---------- Information shown
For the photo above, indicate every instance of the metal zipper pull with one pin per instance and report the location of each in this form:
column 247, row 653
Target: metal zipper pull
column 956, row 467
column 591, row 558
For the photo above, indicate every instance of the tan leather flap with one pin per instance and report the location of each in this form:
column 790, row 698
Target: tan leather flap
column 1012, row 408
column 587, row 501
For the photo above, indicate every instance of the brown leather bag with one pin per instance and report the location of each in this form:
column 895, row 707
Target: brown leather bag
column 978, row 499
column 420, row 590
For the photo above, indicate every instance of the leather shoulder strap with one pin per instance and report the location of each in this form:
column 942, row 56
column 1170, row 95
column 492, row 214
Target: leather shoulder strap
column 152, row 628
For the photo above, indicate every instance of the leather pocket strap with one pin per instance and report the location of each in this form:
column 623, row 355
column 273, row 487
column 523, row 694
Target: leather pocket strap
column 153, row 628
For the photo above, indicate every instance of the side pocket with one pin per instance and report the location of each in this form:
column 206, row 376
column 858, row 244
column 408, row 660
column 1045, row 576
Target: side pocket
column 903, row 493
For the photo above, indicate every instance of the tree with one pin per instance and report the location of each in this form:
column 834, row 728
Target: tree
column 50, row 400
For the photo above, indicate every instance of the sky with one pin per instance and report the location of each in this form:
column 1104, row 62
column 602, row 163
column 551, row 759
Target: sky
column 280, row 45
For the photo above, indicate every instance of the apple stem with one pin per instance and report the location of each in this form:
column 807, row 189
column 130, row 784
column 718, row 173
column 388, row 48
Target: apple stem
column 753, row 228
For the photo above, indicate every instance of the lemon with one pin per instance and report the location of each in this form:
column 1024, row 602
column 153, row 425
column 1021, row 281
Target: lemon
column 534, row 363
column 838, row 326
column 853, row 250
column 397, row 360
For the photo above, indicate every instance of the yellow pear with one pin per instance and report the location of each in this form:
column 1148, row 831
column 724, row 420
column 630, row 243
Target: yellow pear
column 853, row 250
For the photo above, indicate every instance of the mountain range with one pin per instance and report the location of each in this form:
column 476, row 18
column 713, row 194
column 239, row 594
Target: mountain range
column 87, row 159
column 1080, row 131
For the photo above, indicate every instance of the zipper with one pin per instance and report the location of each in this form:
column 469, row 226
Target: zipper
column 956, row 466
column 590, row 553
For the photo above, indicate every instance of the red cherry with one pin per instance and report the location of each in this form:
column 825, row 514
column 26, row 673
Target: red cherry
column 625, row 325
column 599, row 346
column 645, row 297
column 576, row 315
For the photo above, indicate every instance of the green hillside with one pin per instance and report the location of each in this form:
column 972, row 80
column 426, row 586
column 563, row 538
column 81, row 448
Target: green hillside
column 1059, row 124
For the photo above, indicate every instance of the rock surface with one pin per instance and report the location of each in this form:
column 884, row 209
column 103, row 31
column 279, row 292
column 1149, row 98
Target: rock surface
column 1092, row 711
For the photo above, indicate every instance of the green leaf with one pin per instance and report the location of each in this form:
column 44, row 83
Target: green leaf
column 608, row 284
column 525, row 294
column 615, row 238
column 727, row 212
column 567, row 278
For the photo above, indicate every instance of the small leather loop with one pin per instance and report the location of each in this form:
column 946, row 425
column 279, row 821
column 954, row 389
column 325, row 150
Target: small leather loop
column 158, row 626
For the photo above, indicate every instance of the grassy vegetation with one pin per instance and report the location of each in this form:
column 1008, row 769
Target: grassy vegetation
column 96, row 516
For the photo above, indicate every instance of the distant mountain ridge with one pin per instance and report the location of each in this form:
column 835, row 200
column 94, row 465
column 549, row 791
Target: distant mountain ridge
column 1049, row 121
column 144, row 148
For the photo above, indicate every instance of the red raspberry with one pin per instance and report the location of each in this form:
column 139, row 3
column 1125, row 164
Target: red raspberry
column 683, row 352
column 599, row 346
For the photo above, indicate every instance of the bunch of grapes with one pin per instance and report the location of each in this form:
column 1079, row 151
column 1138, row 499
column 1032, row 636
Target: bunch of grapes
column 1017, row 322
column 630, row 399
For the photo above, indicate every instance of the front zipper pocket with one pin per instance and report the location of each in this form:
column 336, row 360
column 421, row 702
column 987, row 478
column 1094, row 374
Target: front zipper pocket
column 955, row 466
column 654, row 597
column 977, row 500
--------------------
**Task statement**
Within the records above, the line carrying "Target: bunch of grapes" starts the range and the last line ends it. Set down that range exactly.

**Response below**
Target: bunch of grapes
column 1017, row 322
column 630, row 399
For the photo above, indicate every instance of the front zipper pocket with one pin per instance and report the location of each in this form:
column 336, row 360
column 421, row 702
column 987, row 478
column 1094, row 374
Target: front zipper pocket
column 955, row 466
column 654, row 597
column 977, row 500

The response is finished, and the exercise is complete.